* **TEXT PASSAGE**:
%%
### GANomaly Architecture
<hr/> 

##### If the resolution increases, the network is also increased!

ex.1) resolution(width,height): 64 -> parameter(MB): 40MB  
ex.2) resolution(width,height): 128 -> parameter(MB): 140MB

![Image of Yaktocat](https://raw.githubusercontent.com/openvinotoolkit/anomalib/main/docs/source/images/ganomaly/architecture.jpg)

Load Library

In [1]:
import torch
import torch.nn as nn
from torchsummary import summary
import numpy as np
from collections import OrderedDict
device = torch.device("cuda" if torch.cuda.is_available() else "cpu") 

<< Important Formula >>

- Convolution Shape Formula: (n+2p-f)/s + 1
- Deconvolution Shape Formula: s(n-1)+f-2p

* n: input size
* p: padding
* s: stride
* f: kernel size

GANomaly Encoder

In [2]:
class Encoder(nn.Module):
    def __init__(self, isize, icnl, z_length):
        super().__init__()

        """
%%
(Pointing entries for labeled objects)
%%
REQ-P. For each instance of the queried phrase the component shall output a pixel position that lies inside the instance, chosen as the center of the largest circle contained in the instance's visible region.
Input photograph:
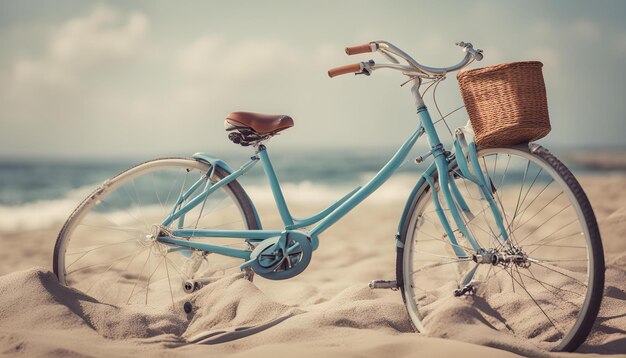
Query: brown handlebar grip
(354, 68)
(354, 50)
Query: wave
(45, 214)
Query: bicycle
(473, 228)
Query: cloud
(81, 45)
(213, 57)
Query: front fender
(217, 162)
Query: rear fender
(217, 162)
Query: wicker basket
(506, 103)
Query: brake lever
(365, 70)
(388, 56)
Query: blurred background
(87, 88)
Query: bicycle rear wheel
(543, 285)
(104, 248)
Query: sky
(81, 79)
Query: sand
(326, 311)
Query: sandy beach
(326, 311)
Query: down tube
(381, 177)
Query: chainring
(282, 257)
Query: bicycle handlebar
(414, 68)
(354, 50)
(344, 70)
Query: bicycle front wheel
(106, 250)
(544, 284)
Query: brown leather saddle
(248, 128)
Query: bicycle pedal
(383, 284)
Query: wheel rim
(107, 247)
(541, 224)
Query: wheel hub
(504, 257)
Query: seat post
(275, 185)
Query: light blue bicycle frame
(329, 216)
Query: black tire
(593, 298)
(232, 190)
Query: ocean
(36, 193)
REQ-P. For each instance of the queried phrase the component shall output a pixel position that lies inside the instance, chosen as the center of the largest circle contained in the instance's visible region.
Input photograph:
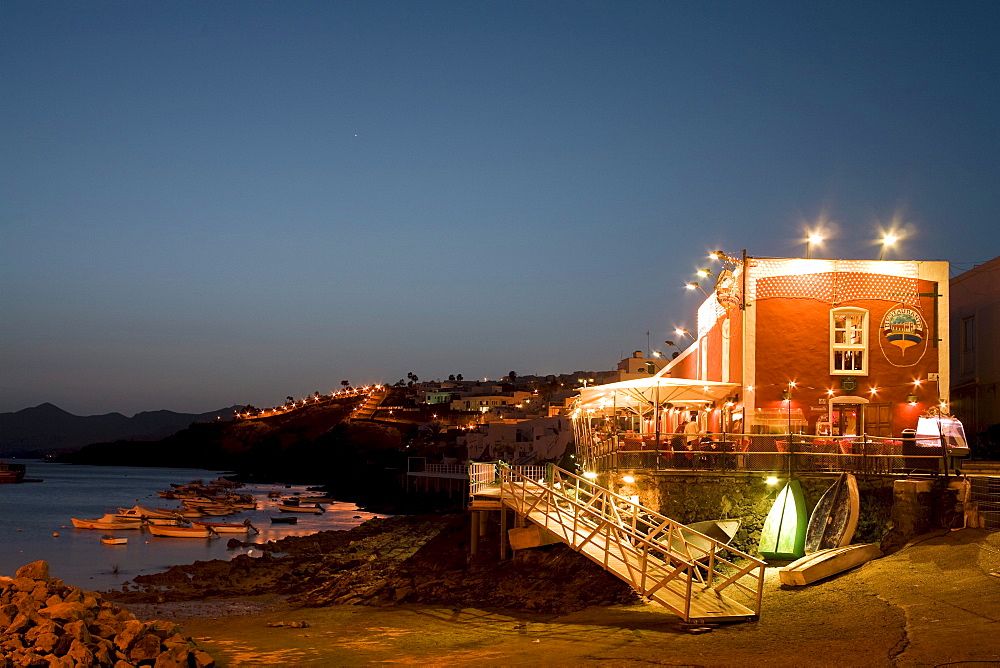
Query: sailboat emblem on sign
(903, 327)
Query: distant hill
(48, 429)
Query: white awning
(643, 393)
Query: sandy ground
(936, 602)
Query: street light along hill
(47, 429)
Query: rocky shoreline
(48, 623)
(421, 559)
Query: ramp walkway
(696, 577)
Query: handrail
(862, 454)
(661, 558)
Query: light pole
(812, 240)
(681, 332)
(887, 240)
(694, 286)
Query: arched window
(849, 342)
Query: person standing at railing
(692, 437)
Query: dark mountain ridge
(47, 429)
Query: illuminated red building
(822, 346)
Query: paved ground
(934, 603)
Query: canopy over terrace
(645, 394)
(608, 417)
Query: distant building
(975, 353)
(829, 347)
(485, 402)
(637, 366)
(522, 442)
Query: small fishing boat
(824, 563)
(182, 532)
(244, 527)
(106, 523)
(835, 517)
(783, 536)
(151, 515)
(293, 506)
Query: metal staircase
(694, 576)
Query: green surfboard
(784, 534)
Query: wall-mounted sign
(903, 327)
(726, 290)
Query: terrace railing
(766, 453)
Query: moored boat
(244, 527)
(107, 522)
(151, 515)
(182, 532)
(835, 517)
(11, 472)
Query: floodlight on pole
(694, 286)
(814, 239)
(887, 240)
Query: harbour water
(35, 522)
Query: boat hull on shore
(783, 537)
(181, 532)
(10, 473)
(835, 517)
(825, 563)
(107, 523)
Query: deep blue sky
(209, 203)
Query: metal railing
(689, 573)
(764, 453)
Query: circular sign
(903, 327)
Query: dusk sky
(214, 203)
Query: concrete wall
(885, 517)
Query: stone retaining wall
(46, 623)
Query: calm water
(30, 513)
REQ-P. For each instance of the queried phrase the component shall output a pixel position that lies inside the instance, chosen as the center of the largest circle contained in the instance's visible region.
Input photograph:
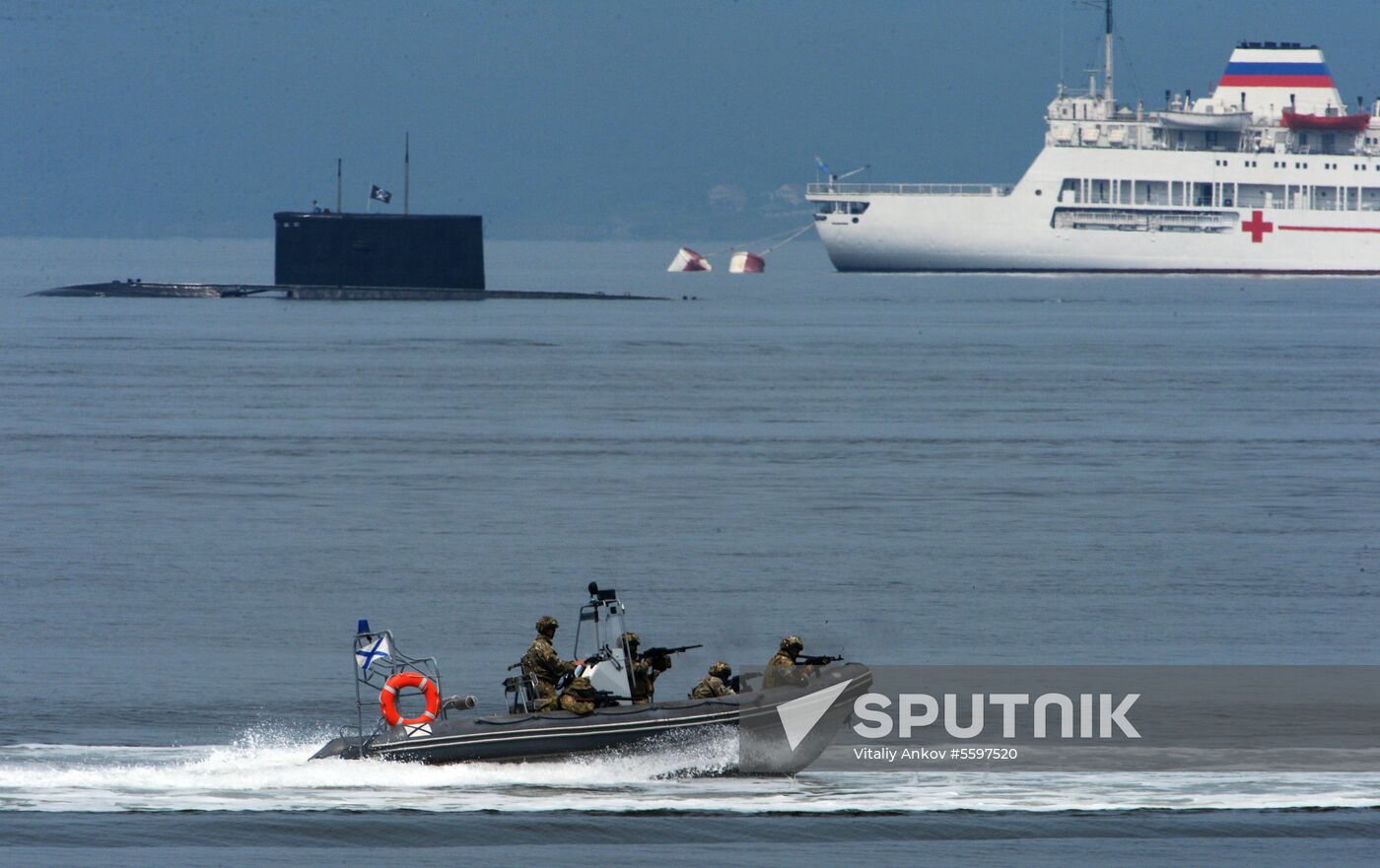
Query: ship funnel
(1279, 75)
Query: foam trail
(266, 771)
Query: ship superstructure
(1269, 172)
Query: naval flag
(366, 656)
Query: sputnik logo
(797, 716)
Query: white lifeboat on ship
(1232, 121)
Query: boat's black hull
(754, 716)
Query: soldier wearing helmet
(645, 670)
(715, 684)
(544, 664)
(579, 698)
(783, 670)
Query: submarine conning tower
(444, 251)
%%
* **PROBLEM TO SOLVE**: Please pick up the GANomaly architecture text after its last line and continue it. Nothing in the listing is needed.

* **ANSWER BELOW**:
        isize: input_size, icnl: input_channel 
        fsize: feature_size, fcnl: feature_channel
        z_length: latent vector z length 
        "isize has to be a 16 x 2^i (i>0)
         ex) 16, 32, 64, 128, 256, ..."
         
        """
        def CBLR2d(in_channels,out_channels,kernel_size,stride=1,padding=0,bias=True,batchnorm=True):
            layers=[]
            layers+=[nn.Conv2d(in_channels=in_channels,out_channels=out_channels,
            kernel_size=kernel_size,stride=stride,padding=padding,bias=bias)]
            if batchnorm:
                layers+=[nn.BatchNorm2d(num_features=out_channels)]
            layers+=[nn.LeakyReLU(0.2, inplace=True)]
            conv=nn.Sequential(*layers)
            return conv

        # make layers
        layers=nn.Sequential()
        layer_num=0

        # first layer
        # (icnl x isize x isize) -> (fcnl x fsize x fsize) // fcnl =64, fsize = isize / 2
        layers.add_module('layer_{}'.format(layer_num),
        CBLR2d(in_channels=icnl, out_channels=64, kernel_size=4, stride=2, padding=1, bias=False, batchnorm=False))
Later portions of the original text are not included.